■ Task prompt: Nothing but the lines below from the one with "written like <point>625,6</point>." through the one with "written like <point>268,560</point>." should be output, each exactly as given, and no pictures.

■ Record extracts:

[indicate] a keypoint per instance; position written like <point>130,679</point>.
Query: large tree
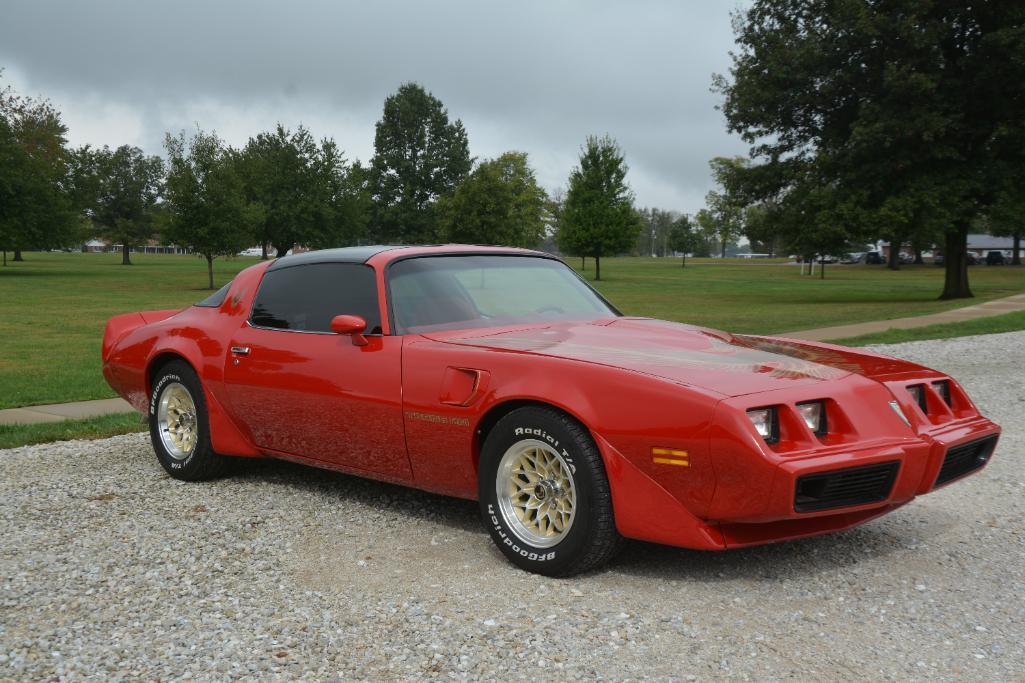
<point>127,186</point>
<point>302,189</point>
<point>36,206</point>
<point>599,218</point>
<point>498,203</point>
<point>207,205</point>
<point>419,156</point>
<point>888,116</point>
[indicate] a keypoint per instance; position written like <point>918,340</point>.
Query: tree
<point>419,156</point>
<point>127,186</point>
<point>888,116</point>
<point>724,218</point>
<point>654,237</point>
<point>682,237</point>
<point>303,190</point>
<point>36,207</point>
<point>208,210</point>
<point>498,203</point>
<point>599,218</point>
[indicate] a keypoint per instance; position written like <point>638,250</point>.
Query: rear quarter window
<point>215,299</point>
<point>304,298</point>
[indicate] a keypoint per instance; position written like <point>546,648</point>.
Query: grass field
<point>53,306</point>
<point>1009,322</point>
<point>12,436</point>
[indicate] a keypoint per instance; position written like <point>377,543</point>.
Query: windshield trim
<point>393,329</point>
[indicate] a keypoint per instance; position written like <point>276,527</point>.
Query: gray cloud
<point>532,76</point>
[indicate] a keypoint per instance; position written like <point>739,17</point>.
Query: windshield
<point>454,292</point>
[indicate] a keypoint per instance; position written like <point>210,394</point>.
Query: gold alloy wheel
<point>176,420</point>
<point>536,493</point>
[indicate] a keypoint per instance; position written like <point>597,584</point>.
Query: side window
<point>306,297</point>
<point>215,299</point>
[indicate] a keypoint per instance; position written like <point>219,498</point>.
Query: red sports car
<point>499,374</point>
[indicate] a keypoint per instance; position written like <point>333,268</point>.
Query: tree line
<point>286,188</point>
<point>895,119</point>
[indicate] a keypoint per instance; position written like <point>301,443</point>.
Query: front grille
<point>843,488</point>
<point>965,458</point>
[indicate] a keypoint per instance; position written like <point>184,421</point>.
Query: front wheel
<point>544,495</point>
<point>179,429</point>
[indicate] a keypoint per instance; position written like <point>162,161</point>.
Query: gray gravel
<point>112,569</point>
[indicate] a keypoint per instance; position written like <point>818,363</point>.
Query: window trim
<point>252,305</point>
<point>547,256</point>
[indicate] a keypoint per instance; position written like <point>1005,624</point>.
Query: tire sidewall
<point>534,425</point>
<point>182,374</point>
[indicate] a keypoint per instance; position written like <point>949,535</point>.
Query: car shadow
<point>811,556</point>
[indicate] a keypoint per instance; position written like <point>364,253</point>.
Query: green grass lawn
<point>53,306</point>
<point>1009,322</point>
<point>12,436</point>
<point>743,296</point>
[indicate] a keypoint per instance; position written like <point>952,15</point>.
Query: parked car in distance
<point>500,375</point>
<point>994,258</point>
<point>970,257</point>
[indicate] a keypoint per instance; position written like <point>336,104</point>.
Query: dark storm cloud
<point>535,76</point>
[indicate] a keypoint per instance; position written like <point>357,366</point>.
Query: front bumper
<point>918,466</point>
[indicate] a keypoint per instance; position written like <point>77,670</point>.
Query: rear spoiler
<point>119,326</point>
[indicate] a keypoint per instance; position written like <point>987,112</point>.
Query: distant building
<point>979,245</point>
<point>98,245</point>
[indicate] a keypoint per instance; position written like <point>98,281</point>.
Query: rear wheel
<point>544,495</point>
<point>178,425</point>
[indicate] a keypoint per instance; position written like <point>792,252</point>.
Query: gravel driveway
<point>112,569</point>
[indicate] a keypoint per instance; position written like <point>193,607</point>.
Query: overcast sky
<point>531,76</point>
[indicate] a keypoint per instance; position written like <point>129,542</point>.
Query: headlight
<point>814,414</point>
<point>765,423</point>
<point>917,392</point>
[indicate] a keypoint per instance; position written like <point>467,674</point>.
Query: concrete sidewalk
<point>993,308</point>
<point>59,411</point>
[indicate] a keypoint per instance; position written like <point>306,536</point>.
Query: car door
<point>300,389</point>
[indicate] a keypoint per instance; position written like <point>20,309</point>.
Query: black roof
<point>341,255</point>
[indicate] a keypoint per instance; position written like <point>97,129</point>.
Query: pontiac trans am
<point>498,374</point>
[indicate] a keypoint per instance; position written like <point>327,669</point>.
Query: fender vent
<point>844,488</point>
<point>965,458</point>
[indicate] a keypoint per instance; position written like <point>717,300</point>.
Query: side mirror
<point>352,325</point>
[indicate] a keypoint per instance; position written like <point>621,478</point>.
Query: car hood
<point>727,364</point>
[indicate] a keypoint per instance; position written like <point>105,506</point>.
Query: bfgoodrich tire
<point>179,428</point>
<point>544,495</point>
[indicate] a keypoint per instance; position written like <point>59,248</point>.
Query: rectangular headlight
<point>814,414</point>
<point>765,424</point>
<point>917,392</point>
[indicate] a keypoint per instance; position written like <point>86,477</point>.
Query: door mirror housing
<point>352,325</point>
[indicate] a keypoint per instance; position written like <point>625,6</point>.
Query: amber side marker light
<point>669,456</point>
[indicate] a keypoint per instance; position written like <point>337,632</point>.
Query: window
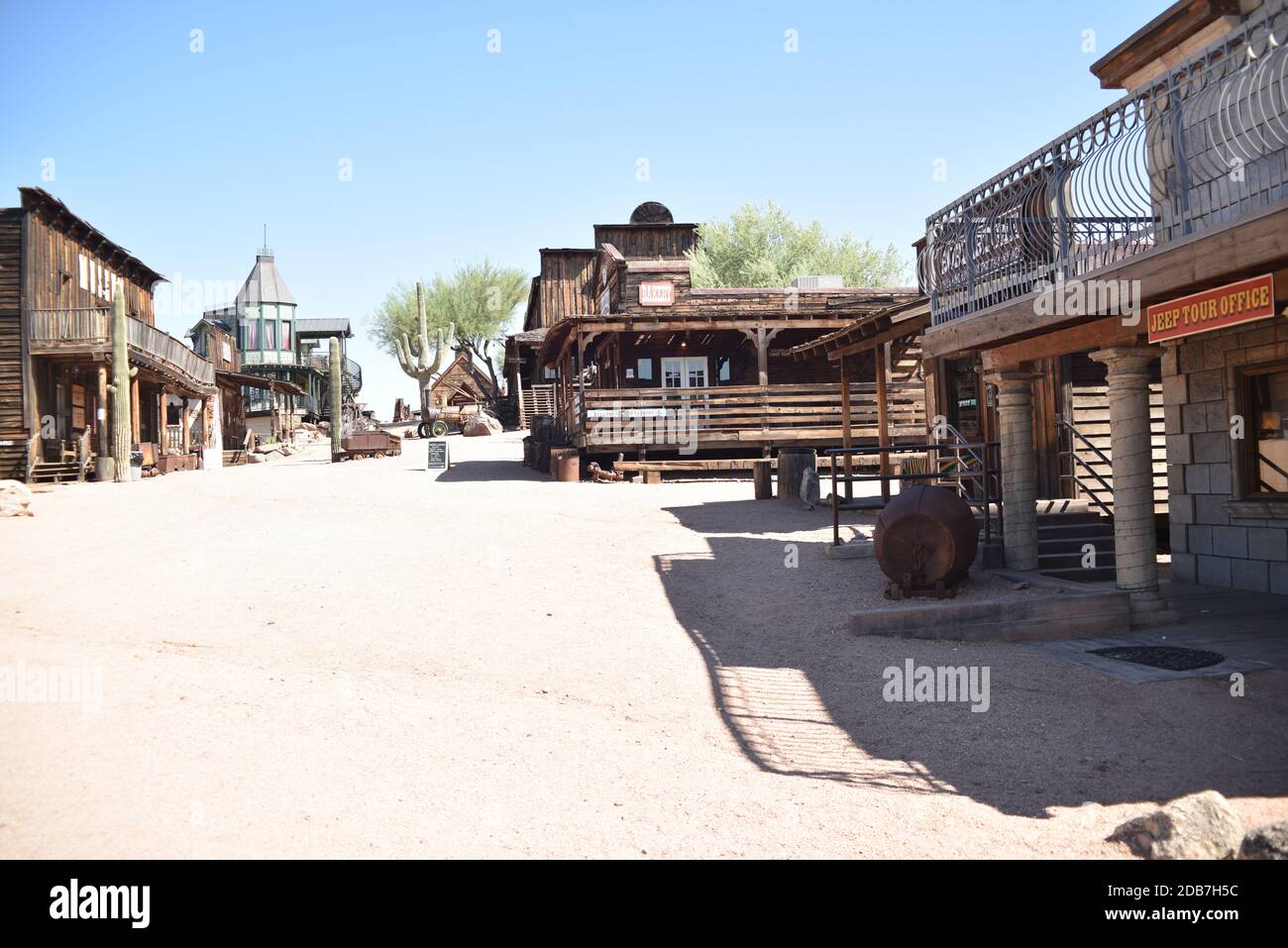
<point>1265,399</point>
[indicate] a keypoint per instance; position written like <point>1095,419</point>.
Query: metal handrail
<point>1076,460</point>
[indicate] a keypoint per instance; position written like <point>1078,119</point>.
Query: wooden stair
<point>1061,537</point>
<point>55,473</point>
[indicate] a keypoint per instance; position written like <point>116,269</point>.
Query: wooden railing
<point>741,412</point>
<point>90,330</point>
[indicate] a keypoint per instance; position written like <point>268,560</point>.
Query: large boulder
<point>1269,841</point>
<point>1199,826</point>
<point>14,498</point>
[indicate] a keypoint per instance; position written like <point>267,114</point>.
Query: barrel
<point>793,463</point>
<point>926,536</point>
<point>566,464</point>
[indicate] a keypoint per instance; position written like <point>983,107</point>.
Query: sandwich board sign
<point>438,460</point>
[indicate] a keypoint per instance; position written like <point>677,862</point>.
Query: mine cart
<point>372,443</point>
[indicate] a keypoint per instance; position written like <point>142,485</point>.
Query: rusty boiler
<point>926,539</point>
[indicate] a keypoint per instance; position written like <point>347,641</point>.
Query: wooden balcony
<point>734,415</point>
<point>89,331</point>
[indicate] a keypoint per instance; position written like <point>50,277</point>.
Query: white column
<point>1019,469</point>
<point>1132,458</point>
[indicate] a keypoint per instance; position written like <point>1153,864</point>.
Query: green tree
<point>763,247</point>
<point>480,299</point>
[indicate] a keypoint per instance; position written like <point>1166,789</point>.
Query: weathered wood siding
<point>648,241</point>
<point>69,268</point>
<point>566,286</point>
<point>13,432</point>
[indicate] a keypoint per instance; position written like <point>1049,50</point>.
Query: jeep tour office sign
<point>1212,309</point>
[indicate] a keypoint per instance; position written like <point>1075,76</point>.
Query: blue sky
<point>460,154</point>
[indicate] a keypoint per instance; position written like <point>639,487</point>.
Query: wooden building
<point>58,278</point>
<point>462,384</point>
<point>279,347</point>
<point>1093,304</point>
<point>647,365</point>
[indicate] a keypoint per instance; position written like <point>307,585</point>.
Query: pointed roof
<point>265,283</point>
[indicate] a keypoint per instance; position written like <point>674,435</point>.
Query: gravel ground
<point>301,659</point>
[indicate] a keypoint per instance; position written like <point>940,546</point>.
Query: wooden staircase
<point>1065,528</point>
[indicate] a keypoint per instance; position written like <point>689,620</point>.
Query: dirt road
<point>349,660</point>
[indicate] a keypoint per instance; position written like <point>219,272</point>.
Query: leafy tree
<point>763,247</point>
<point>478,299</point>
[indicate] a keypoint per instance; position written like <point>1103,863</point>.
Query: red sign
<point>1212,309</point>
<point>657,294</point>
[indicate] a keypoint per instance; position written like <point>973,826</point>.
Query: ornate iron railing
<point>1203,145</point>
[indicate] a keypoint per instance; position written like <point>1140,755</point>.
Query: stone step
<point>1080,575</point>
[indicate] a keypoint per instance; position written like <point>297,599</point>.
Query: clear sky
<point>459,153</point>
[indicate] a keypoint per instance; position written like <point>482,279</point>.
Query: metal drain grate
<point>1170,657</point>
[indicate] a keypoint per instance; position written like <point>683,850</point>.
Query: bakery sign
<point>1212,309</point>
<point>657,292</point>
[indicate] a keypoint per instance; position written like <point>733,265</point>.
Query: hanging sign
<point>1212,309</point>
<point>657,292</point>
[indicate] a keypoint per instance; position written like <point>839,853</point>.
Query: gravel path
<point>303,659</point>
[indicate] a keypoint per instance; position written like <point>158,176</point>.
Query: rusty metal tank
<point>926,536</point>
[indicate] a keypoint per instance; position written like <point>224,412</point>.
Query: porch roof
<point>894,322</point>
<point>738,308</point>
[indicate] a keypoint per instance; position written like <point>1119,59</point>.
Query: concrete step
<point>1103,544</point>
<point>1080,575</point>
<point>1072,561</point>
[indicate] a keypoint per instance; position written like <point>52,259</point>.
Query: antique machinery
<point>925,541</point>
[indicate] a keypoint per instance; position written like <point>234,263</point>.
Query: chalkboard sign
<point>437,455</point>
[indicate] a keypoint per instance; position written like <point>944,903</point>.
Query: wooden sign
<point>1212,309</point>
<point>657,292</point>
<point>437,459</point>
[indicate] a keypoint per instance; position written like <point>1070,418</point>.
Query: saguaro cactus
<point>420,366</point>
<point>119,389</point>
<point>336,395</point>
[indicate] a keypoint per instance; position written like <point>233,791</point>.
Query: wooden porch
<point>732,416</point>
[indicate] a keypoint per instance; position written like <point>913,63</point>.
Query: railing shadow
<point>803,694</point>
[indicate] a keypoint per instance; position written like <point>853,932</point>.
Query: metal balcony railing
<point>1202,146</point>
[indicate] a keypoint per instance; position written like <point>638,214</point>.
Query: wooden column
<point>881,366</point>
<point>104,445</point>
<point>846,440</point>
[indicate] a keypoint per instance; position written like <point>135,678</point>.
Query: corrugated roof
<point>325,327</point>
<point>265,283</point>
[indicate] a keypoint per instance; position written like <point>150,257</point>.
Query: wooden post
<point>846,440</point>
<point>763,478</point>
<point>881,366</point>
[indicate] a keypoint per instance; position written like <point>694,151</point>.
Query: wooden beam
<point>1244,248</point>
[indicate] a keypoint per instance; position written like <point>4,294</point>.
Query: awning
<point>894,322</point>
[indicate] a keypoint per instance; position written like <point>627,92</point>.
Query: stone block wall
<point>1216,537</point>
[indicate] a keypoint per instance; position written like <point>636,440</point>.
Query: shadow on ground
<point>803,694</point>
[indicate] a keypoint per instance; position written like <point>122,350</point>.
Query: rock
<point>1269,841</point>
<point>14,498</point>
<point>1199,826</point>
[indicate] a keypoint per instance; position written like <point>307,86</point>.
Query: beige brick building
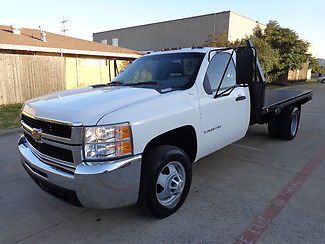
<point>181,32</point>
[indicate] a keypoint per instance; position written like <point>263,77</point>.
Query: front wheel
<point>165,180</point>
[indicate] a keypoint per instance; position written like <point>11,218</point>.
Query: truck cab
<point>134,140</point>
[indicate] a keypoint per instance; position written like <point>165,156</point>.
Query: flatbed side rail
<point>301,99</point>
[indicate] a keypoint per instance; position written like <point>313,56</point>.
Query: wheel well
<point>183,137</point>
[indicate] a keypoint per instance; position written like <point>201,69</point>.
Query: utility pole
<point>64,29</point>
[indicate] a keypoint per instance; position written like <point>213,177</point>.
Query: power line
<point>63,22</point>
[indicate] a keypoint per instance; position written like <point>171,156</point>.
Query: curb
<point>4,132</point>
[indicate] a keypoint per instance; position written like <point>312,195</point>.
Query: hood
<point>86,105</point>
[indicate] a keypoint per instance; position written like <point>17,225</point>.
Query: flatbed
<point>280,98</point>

■ Answer:
[indicate] a keypoint per instance; position written like <point>625,6</point>.
Query: amber side marker light
<point>669,456</point>
[indicate] a keypoint per instance; position written like <point>337,632</point>.
Query: window
<point>1265,399</point>
[indicate] a keypoint per instance; position written like <point>1095,419</point>.
Query: metal handrail
<point>1076,460</point>
[indicate] a keypoint per instance; position written like <point>1078,119</point>.
Query: wooden stair
<point>1061,537</point>
<point>55,473</point>
[indicate] a keypoint per instance; position written like <point>116,269</point>.
Query: wooden railing
<point>741,412</point>
<point>90,330</point>
[indicate] a keypoint per instance; position written like <point>268,560</point>.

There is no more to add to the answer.